# WHAT IS REQUIRED:
Rewrite the items below, putting "dark coat" wherever "black coat" appears and keeping everything else the same. Leave the pictures out of your answer.

Dataset records
- - -

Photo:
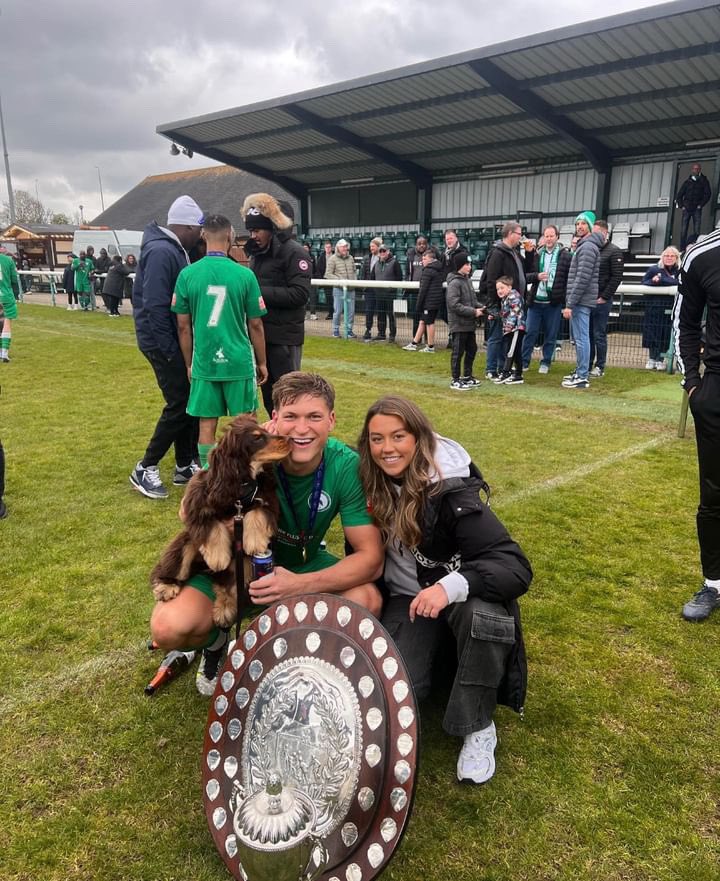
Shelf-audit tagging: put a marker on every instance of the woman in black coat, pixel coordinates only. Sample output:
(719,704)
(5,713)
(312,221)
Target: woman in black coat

- - -

# WRITTEN ANSWER:
Photo:
Shelf-audit tagging: put a marker on every instance of the woman in dark coat, pixel coordinates only. Sample output:
(719,704)
(5,713)
(312,221)
Target: woman in dark coat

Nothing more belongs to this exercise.